[DIRECTION 1] Count the lines of the records below that contain the string "coat", treating case as significant. Give only the number.

[EXCERPTED PASSAGE]
****************

Can Henri Cartier-Bresson’s signature be reduced to the decisive moment he made famous? His photographs, his quotes and his modus operandi all scream a resounding NO! 🙂
Decisive moment 1
You say Henri-Cartier Bresson, you hear decisive moment. An ability to click at the right moment, at the height of the emotional potential of a scene. Many have written about it and many more tried to replicate it.
To me, this timing concept is insufficient to explain HCB’s genius. Being pretty good at timing my shots myself, and not having a single one that looks like a Cartier-Bresson makes this painfully obvious to me 😉
To illustrate this, here are 3 of my photographs which are all about the decisive moment, those couple of seconds when a ray of light shines or a ballet of planes locks into a nice pattern, then fades away into a non remarquable, random arrangement unworthy of being noticed, polluting the scene rather than making it. Yet, none of those photographs are anything like what HCB produced.
Decisive moment 2
That “decisive moment” term isn’t enough. We photographers almost made it legend, but it needs qualifying. What really defines HCB’s talent is his process and the vast number of ingredients it combines into that final, culminating, decisive click.
HCB tip-toed into authenticity
The term “decisive moment” is the English title of HCB’s most famous book. However the original title, in French obviously, wasn’t “Le moment décisif” but “Images à la sauvette”.
The original title is hard to translate into English, but would loosely mean “stolen images” or, better though clumsier, “the unseen photographer”. The English title – The Decisive Moment – was a quote pulled out by HCB from a text by Cardinal de Retz, a clergyman also responsible for the premonitory “Arms which are not tempered by laws quickly become anarchy”. It probably stuck because it neatly sums up a complex process into one single task. Or feels like it does.
Decisive moment 3
I believe the semantic difference between the two titles is responsible for the frequent misunderstanding of HCB’s priorities in photography. My intuition is that HCB might have been a quantum physics expert had he chosen another path, seeing how strictly he feared the observer principle stating that we cannot observe something without disturbing it 😉
Some who saw him work report how discretely he approached a scene so as not to influence its unfolding. And he himself explained at length that photographs should be a reflection of reality and a representation of the world as it is. Authenticity, to my (very limited) knowledge of his work, was his top priority.

****************

(Position annotation records)

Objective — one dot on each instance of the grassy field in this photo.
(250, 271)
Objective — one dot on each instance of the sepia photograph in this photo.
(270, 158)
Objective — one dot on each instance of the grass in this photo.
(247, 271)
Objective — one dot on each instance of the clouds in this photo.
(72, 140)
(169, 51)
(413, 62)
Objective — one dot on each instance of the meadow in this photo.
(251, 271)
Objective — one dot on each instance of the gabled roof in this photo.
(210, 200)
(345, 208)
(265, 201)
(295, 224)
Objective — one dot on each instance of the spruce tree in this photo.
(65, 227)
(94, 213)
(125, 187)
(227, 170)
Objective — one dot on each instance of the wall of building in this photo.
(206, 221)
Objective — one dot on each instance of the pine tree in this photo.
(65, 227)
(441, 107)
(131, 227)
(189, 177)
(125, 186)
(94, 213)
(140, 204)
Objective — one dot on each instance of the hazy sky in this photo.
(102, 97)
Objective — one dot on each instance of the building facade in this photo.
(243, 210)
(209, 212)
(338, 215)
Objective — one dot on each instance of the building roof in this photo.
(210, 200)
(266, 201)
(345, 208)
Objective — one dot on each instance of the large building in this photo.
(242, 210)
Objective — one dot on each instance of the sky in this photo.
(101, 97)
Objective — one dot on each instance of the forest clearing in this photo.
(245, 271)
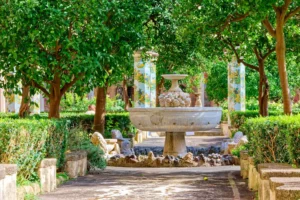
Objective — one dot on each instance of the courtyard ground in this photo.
(156, 184)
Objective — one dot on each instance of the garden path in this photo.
(120, 183)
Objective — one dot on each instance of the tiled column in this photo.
(144, 80)
(13, 103)
(35, 108)
(2, 101)
(203, 95)
(42, 103)
(236, 86)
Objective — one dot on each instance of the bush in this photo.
(118, 121)
(26, 142)
(75, 103)
(274, 139)
(238, 118)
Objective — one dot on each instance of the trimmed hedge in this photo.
(274, 139)
(26, 142)
(238, 118)
(118, 121)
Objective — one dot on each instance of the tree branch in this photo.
(249, 65)
(286, 5)
(42, 47)
(291, 14)
(68, 85)
(231, 18)
(268, 53)
(38, 86)
(269, 27)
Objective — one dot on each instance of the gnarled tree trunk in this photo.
(25, 103)
(159, 87)
(280, 55)
(99, 120)
(125, 94)
(263, 90)
(54, 99)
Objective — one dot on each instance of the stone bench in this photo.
(8, 181)
(76, 164)
(273, 171)
(47, 174)
(284, 188)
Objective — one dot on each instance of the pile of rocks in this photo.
(174, 99)
(144, 150)
(189, 160)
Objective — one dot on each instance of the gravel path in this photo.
(156, 184)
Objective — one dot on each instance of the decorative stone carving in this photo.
(98, 140)
(109, 146)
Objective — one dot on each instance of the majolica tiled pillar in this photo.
(2, 101)
(203, 95)
(236, 86)
(35, 108)
(144, 80)
(13, 103)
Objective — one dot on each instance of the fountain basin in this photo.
(175, 119)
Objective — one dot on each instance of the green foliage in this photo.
(30, 197)
(224, 115)
(238, 118)
(274, 139)
(72, 102)
(236, 151)
(26, 142)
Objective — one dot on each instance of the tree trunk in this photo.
(158, 90)
(54, 99)
(54, 107)
(280, 55)
(125, 94)
(99, 120)
(25, 103)
(263, 90)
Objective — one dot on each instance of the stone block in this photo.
(284, 188)
(266, 173)
(231, 146)
(76, 164)
(252, 175)
(244, 163)
(47, 175)
(9, 182)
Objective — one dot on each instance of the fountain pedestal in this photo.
(175, 144)
(175, 117)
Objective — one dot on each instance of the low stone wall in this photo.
(284, 188)
(270, 170)
(47, 174)
(8, 181)
(76, 164)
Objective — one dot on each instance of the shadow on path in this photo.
(156, 184)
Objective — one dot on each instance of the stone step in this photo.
(211, 132)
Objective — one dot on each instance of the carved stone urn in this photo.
(175, 120)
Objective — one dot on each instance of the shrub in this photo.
(75, 103)
(26, 142)
(238, 118)
(274, 139)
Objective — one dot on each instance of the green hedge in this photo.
(238, 118)
(118, 121)
(26, 142)
(274, 139)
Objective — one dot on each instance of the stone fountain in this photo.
(175, 117)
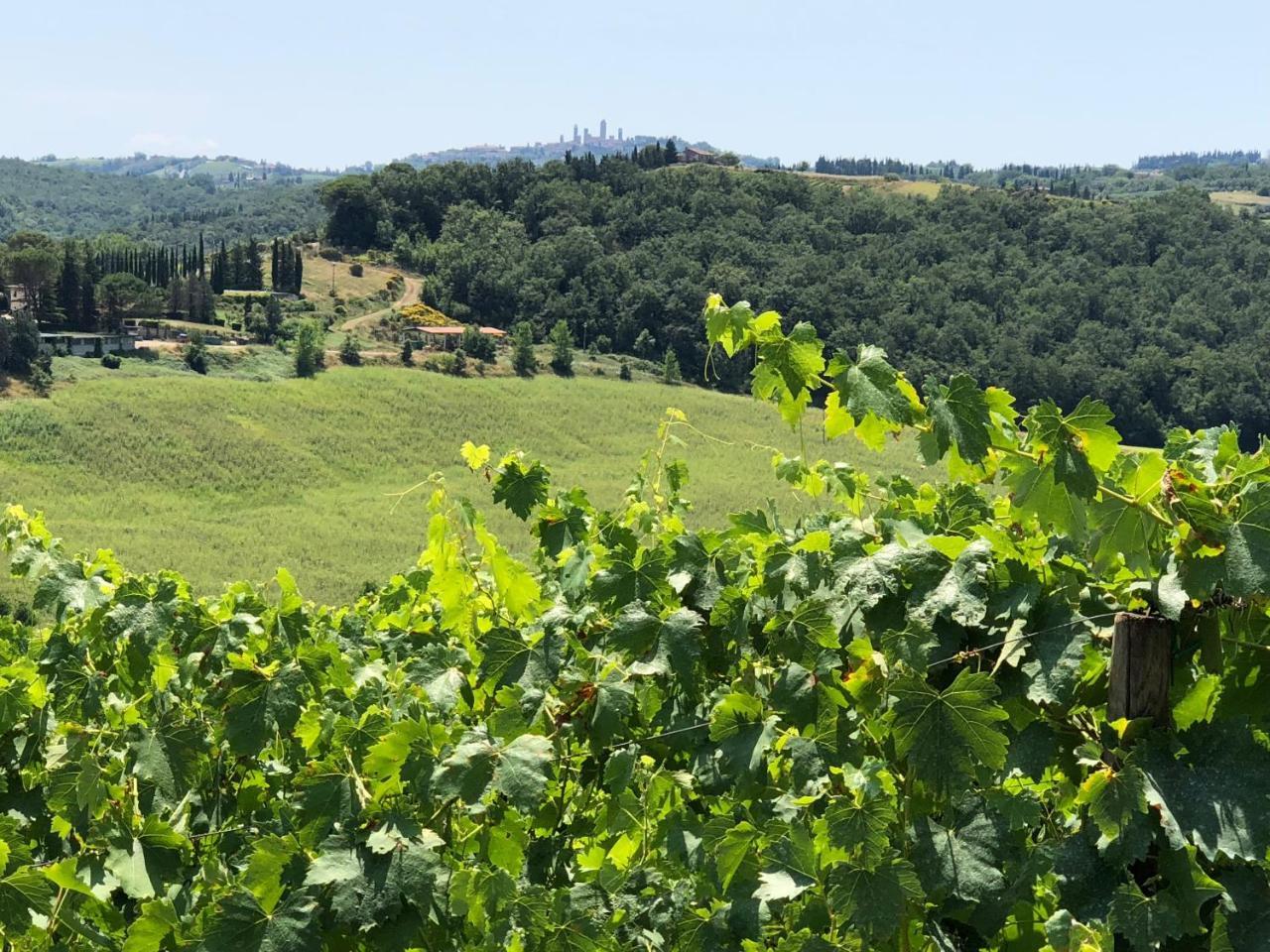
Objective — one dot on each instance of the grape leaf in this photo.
(962, 862)
(239, 924)
(948, 734)
(874, 901)
(1146, 921)
(1215, 794)
(959, 417)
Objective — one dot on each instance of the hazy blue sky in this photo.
(335, 82)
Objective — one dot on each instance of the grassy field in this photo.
(226, 476)
(1239, 199)
(318, 273)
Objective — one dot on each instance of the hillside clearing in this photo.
(225, 477)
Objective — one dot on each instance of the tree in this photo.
(236, 276)
(645, 345)
(671, 367)
(128, 296)
(19, 343)
(524, 361)
(298, 271)
(253, 270)
(31, 261)
(195, 353)
(354, 209)
(309, 349)
(479, 345)
(349, 353)
(68, 290)
(220, 270)
(272, 318)
(562, 349)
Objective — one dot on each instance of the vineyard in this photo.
(919, 717)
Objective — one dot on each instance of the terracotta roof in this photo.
(458, 329)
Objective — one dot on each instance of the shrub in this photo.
(524, 361)
(562, 349)
(671, 367)
(41, 381)
(645, 345)
(195, 353)
(309, 349)
(477, 345)
(348, 352)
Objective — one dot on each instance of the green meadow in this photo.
(246, 470)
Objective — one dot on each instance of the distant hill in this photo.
(540, 153)
(68, 202)
(1176, 160)
(225, 171)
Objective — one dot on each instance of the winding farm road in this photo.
(409, 296)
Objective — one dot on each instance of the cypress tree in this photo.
(68, 287)
(236, 275)
(220, 266)
(254, 275)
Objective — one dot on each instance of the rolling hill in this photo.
(227, 476)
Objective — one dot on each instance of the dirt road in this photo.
(409, 296)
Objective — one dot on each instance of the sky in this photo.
(330, 84)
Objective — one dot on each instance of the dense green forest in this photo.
(71, 203)
(896, 724)
(94, 285)
(1151, 175)
(1160, 307)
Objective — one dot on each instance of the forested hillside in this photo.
(72, 203)
(1159, 306)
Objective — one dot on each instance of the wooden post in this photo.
(1141, 667)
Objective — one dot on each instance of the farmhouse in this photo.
(77, 344)
(447, 338)
(698, 155)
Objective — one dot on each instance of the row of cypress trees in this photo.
(287, 267)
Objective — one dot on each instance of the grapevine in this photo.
(880, 726)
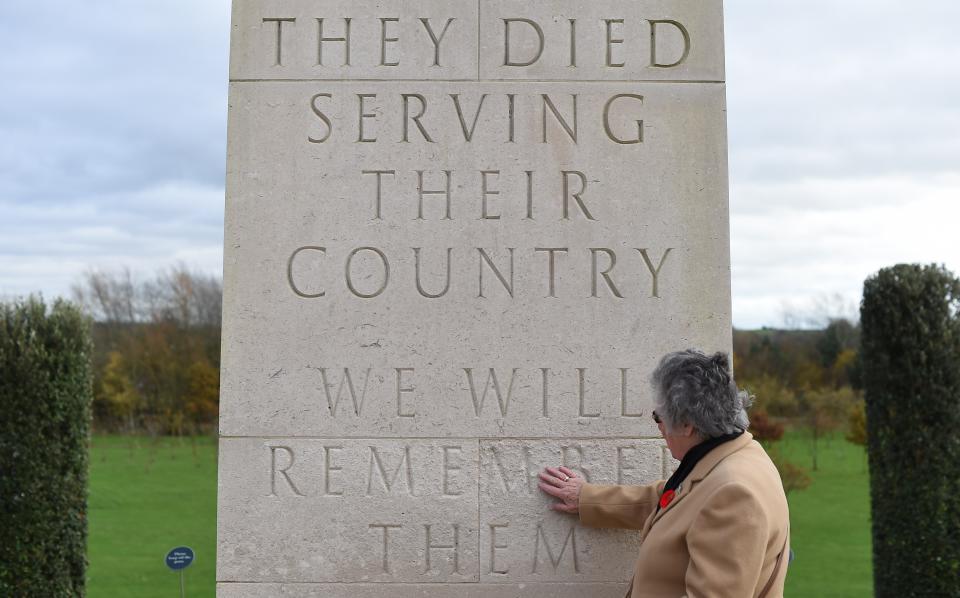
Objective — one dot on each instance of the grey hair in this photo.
(697, 389)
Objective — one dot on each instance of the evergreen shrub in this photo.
(45, 398)
(911, 375)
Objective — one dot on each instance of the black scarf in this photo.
(693, 457)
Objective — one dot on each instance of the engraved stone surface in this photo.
(453, 257)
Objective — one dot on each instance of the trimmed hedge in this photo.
(911, 374)
(45, 398)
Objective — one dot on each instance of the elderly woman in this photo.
(719, 527)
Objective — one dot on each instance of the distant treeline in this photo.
(157, 358)
(156, 350)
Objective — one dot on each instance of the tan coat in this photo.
(721, 535)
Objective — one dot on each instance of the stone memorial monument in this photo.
(459, 236)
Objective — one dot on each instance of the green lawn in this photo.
(830, 521)
(147, 496)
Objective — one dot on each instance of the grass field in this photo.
(830, 521)
(150, 495)
(146, 497)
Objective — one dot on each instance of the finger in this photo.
(551, 479)
(551, 490)
(556, 473)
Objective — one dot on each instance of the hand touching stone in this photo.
(564, 484)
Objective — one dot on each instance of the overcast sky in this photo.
(844, 143)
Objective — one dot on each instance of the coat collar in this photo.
(700, 471)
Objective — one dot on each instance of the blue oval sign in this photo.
(179, 558)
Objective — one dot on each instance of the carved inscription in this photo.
(481, 392)
(459, 234)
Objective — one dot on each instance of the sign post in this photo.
(179, 559)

****************

[DIRECTION 2] Transcribe the passage on Cartier-Bresson and the decisive moment between "Decisive moment 2" and "culminating, decisive click.", inclusive.

[FINAL ANSWER 1] 2

[FINAL ANSWER 2]
Decisive moment 2
That “decisive moment” term isn’t enough. We photographers almost made it legend, but it needs qualifying. What really defines HCB’s talent is his process and the vast number of ingredients it combines into that final, culminating, decisive click.